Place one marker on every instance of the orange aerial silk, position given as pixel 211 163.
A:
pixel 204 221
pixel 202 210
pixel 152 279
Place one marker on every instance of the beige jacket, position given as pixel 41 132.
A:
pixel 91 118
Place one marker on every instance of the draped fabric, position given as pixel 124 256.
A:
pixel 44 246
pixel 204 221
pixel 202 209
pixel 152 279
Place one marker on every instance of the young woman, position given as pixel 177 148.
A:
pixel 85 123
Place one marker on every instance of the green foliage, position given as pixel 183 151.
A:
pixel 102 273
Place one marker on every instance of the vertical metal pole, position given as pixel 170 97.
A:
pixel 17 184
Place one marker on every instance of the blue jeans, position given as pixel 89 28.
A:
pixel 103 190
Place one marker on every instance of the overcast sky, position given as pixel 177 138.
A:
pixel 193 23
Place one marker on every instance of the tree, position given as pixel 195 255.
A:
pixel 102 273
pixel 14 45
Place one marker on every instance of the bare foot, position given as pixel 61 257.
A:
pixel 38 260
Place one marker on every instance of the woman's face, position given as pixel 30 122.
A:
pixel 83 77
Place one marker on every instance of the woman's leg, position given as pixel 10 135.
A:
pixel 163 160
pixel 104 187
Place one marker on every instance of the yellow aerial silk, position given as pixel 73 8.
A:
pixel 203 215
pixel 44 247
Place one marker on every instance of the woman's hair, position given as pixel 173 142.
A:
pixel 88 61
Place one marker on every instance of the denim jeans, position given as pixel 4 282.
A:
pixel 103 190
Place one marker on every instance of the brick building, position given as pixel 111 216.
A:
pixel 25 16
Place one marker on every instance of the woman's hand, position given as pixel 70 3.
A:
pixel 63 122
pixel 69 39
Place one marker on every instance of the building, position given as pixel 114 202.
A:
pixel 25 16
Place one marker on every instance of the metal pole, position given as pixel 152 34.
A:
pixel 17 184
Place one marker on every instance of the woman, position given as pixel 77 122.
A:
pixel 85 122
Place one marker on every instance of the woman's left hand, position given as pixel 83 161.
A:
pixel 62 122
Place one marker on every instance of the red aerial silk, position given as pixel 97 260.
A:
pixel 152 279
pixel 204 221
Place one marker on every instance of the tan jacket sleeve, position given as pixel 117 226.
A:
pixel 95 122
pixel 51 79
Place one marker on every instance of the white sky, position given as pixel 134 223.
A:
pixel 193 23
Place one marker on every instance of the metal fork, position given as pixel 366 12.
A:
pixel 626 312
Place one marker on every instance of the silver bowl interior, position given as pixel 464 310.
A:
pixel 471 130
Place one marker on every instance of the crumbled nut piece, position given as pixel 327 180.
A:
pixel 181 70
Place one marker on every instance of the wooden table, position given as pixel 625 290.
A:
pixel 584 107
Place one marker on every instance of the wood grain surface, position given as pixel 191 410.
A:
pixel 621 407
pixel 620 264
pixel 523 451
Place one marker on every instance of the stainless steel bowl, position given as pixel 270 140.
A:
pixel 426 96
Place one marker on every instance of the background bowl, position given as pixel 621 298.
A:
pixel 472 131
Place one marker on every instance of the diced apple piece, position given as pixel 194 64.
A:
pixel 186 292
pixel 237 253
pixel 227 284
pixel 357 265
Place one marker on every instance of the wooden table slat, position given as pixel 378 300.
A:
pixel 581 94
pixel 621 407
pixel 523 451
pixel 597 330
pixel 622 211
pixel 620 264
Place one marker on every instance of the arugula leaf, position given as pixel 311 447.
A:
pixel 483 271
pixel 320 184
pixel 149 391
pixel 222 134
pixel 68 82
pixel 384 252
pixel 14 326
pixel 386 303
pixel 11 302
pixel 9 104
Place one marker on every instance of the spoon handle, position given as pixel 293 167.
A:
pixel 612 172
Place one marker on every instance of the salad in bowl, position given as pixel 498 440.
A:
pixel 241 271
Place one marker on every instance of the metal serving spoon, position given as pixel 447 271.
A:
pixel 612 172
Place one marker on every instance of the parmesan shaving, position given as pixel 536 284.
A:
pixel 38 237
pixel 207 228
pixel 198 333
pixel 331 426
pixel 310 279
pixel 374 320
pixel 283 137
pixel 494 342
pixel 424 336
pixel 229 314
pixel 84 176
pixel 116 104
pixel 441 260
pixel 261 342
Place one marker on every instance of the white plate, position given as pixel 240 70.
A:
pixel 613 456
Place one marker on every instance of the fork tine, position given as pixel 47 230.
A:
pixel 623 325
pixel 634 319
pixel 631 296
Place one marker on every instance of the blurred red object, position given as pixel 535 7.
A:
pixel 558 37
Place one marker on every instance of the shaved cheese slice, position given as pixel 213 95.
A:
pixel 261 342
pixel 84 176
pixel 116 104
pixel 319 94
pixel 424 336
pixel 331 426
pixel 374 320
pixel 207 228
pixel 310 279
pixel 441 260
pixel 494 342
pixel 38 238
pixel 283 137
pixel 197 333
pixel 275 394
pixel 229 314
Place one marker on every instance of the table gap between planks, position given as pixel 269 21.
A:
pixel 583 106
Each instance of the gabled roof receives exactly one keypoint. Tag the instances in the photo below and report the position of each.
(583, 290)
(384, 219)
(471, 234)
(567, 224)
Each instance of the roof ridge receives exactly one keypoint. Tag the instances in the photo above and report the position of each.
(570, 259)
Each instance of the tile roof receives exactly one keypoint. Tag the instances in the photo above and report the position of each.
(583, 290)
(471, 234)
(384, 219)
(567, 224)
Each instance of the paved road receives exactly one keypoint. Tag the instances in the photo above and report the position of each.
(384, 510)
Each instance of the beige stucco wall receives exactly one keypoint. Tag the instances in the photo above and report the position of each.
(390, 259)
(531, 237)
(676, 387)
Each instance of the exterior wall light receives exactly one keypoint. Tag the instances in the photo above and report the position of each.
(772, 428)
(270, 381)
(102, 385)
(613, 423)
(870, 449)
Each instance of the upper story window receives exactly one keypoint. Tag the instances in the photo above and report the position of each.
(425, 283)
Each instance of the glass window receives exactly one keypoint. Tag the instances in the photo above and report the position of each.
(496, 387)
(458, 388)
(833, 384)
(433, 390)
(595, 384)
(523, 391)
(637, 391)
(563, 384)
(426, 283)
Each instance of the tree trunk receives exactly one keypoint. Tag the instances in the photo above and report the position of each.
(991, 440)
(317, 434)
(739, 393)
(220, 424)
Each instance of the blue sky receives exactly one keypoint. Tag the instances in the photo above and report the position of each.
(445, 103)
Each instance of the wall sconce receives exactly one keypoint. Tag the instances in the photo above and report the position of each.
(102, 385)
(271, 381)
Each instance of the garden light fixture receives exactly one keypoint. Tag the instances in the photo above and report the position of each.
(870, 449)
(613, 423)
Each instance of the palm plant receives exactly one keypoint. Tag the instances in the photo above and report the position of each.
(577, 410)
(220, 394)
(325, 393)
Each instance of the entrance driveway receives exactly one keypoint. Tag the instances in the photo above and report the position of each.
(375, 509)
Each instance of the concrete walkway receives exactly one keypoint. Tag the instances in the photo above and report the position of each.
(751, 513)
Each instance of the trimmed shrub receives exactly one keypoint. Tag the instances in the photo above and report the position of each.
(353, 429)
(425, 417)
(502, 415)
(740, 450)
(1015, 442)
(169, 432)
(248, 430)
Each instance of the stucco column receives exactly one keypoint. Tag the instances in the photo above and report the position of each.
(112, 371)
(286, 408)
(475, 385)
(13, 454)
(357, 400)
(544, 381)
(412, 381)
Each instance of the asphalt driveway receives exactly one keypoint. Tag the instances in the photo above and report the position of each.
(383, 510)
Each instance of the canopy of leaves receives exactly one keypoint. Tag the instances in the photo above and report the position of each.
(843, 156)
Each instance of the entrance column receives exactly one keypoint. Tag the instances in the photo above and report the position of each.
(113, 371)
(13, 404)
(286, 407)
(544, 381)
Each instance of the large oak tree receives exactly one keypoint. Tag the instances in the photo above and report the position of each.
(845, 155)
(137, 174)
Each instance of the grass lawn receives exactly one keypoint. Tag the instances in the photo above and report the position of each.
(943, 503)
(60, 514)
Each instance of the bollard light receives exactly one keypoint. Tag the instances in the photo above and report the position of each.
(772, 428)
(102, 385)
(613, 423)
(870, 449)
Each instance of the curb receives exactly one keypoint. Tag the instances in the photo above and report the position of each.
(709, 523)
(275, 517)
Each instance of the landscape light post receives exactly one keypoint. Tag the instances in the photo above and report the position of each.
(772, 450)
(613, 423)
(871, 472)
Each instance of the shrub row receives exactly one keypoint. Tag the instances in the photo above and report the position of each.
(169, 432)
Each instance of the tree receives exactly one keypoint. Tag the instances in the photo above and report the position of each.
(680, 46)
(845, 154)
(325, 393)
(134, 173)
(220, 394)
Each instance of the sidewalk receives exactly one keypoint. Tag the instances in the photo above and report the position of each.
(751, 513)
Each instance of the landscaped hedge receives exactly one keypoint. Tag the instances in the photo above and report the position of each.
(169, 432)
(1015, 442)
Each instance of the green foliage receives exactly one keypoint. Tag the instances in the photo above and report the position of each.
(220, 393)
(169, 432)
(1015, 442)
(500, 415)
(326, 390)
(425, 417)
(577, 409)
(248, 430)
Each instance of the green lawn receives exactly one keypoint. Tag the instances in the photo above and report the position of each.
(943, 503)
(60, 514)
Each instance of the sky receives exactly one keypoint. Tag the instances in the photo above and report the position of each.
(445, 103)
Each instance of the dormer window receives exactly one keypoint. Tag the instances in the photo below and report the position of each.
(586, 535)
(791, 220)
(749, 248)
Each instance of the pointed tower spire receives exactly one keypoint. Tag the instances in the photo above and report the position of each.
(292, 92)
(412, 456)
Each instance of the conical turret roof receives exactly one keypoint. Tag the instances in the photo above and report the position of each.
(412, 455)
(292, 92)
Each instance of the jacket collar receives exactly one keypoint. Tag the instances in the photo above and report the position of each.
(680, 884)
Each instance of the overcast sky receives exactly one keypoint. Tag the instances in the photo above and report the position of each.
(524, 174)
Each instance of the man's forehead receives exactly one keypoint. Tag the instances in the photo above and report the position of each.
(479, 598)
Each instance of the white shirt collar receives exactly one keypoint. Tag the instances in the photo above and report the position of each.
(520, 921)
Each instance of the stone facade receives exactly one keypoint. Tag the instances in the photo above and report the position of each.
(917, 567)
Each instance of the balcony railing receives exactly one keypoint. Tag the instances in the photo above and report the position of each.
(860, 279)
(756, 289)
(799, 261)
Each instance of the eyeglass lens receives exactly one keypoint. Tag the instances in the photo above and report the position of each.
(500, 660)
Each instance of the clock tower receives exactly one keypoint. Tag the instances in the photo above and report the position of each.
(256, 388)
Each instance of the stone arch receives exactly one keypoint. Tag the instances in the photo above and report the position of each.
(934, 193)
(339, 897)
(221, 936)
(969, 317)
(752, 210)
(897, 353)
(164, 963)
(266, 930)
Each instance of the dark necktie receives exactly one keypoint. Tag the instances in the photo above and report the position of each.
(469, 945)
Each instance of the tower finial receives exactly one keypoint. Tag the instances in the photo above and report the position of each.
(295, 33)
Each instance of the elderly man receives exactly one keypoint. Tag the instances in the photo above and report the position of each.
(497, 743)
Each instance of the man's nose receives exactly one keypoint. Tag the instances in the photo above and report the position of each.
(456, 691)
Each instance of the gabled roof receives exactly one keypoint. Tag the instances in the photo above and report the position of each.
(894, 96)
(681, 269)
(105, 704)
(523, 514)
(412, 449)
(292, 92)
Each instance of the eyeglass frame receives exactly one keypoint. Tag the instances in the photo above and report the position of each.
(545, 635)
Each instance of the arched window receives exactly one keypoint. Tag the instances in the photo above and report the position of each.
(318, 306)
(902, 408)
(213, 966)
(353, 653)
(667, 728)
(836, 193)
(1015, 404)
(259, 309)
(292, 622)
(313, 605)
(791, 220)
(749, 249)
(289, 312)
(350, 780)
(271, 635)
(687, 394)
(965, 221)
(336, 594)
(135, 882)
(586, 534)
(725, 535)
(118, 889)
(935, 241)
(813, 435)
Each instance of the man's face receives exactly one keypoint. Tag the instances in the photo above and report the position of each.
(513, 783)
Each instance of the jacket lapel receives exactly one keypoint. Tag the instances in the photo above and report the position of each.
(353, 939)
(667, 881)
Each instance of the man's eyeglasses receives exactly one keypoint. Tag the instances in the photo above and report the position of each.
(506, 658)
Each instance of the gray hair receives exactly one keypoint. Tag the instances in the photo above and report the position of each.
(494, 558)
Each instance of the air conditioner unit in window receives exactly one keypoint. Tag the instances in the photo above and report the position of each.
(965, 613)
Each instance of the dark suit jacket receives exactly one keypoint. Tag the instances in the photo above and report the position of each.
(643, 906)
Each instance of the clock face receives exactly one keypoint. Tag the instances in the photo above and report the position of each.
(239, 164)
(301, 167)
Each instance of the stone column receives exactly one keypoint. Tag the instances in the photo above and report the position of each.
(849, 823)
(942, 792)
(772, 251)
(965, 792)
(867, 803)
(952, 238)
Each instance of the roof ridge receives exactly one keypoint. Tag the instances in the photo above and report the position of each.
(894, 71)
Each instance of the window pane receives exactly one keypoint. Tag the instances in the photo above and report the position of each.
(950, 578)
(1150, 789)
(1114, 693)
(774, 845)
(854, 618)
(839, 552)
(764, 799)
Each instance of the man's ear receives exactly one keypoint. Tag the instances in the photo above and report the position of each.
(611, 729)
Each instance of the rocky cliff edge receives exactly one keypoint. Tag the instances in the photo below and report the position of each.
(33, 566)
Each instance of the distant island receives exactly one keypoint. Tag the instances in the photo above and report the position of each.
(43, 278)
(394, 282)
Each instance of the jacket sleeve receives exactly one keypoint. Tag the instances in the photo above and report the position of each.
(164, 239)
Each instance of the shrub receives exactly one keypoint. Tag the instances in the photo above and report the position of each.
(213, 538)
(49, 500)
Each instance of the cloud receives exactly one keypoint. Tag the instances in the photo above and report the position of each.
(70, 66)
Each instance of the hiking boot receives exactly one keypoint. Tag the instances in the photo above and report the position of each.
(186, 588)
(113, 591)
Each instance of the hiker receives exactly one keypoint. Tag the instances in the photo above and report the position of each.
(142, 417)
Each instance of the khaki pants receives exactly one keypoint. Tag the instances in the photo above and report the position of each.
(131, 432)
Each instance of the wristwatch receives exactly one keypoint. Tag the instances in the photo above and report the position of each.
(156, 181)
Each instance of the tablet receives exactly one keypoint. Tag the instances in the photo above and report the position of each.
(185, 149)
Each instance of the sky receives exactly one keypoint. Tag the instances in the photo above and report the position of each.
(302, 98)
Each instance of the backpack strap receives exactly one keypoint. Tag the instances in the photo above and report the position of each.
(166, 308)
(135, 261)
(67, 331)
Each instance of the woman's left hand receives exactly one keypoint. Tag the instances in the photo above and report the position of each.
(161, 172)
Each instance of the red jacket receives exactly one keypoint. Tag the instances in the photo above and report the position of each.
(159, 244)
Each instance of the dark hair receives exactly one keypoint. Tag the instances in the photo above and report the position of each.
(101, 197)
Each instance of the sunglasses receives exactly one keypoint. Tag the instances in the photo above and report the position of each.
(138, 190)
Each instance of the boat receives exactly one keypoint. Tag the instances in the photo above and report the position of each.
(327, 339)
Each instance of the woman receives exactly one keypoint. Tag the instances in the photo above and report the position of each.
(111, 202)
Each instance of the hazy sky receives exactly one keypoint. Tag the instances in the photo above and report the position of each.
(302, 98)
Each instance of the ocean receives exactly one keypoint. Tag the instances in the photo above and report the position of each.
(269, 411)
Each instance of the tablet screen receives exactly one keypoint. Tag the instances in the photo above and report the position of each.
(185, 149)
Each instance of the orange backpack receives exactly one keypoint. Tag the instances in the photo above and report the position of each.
▬▬▬▬▬▬▬▬▬▬
__Your task__
Search the listing for the word "piece" and return each line that holds it.

__Result below__
Place one marker on every instance of the crumbled nut piece, position given as pixel 327 180.
Place one marker on every instance of the diced apple piece, position given as pixel 194 64.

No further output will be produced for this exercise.